= Assigned task =
The data must be reproduced verbatim; images are to be omitted.
[Opening Listed records section]
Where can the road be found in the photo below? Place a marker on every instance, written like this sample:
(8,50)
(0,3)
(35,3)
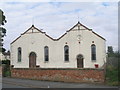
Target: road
(25,83)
[Closing Listed records section]
= Solution to this task =
Where can the road be found in the photo below? Place a marker on every instance, written like this sample:
(8,50)
(0,3)
(35,3)
Target: road
(25,83)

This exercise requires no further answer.